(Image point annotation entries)

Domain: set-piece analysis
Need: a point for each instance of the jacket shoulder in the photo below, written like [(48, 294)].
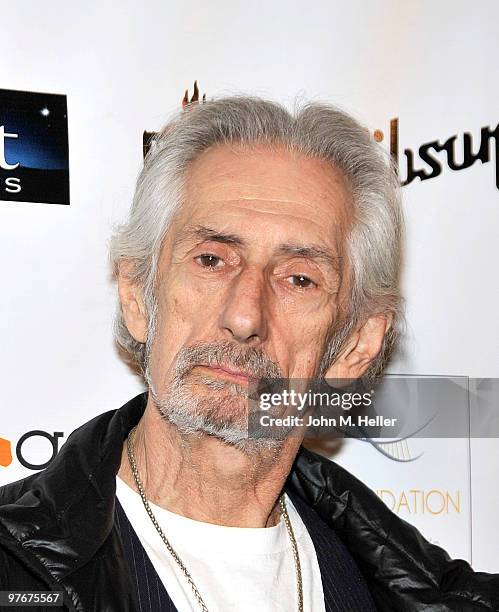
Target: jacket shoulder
[(403, 570)]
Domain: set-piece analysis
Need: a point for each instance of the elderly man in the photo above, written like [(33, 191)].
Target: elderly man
[(259, 245)]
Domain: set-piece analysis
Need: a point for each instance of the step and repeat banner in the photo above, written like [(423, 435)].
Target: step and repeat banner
[(79, 85)]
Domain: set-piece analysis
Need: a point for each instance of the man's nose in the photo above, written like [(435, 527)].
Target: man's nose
[(243, 317)]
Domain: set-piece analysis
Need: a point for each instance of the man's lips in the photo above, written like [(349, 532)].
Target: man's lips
[(229, 373)]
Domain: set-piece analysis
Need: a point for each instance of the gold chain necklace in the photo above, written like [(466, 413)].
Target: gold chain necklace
[(175, 556)]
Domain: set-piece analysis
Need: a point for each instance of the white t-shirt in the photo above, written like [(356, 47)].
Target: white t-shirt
[(234, 568)]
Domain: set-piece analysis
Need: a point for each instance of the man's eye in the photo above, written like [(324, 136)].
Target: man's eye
[(209, 261), (302, 281)]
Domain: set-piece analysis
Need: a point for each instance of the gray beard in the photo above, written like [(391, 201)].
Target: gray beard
[(218, 408)]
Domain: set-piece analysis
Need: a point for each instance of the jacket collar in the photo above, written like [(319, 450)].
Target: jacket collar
[(78, 483)]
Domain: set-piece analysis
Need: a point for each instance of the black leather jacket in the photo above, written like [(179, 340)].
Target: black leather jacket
[(57, 531)]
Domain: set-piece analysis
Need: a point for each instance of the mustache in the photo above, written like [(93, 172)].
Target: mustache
[(252, 361)]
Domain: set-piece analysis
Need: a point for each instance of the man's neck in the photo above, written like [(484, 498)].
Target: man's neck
[(205, 479)]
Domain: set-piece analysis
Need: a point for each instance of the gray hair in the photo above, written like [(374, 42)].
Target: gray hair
[(317, 130)]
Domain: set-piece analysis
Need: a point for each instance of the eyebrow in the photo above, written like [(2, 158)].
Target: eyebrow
[(308, 251), (311, 251)]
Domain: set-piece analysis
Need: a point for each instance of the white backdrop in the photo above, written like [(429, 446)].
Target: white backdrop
[(124, 67)]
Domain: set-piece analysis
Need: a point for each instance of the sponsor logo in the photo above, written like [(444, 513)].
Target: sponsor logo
[(34, 159), (420, 501), (6, 456)]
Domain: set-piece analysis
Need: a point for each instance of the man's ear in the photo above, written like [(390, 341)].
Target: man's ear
[(132, 302), (361, 348)]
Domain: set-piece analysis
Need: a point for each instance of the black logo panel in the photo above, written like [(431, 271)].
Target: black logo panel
[(34, 159)]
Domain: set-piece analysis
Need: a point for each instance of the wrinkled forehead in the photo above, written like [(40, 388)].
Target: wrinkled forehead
[(266, 195), (261, 173)]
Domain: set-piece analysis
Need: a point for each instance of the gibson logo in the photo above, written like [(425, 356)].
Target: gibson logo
[(430, 157), (34, 165)]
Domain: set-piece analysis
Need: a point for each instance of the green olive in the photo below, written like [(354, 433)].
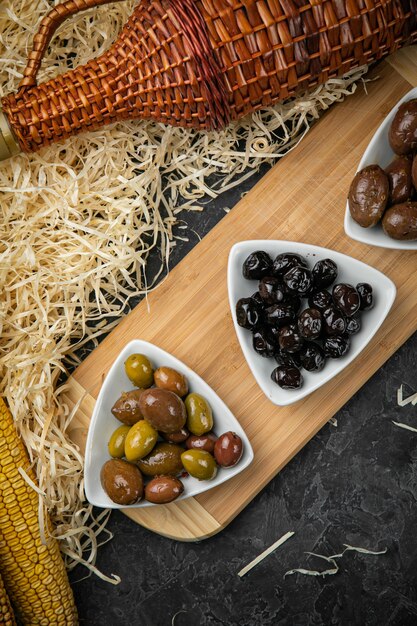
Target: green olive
[(199, 414), (139, 370), (164, 459), (140, 440), (116, 443), (199, 463)]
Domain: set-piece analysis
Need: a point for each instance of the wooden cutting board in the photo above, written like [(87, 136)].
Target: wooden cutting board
[(301, 199)]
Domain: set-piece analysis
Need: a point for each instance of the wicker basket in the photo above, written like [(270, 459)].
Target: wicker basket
[(202, 63)]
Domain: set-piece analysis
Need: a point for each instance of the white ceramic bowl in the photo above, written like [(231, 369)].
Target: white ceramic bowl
[(103, 423), (380, 152), (350, 271)]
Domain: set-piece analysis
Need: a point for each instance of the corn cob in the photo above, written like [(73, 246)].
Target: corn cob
[(34, 574), (6, 611)]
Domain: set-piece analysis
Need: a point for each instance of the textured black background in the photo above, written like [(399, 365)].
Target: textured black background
[(355, 483)]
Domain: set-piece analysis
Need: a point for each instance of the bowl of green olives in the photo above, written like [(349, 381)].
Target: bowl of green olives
[(159, 433), (302, 313)]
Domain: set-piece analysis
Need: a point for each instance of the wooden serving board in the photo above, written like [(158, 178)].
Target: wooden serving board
[(301, 199)]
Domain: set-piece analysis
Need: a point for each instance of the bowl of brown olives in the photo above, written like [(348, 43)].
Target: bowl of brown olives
[(159, 433), (302, 313), (381, 209)]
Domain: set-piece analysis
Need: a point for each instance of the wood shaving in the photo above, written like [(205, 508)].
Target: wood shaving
[(332, 560), (78, 221)]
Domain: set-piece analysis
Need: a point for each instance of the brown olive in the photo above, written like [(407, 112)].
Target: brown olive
[(399, 178), (368, 195), (163, 489), (177, 437), (122, 481), (168, 378), (163, 409), (400, 221), (228, 449), (165, 458), (402, 134), (126, 409), (203, 442)]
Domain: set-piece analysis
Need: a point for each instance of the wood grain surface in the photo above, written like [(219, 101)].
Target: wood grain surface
[(301, 199)]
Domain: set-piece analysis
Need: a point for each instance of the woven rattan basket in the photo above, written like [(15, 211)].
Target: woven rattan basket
[(201, 63)]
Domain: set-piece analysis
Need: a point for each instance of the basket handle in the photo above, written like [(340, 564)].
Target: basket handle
[(46, 31)]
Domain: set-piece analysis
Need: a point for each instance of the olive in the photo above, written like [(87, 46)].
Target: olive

• Work to be completed: Extract every line of the data above that contains the string "corn", copying each line in full.

• Output of the exercise:
Need: a point for each instance of the corn cob in the photo above, written like [(73, 246)].
Target: corn cob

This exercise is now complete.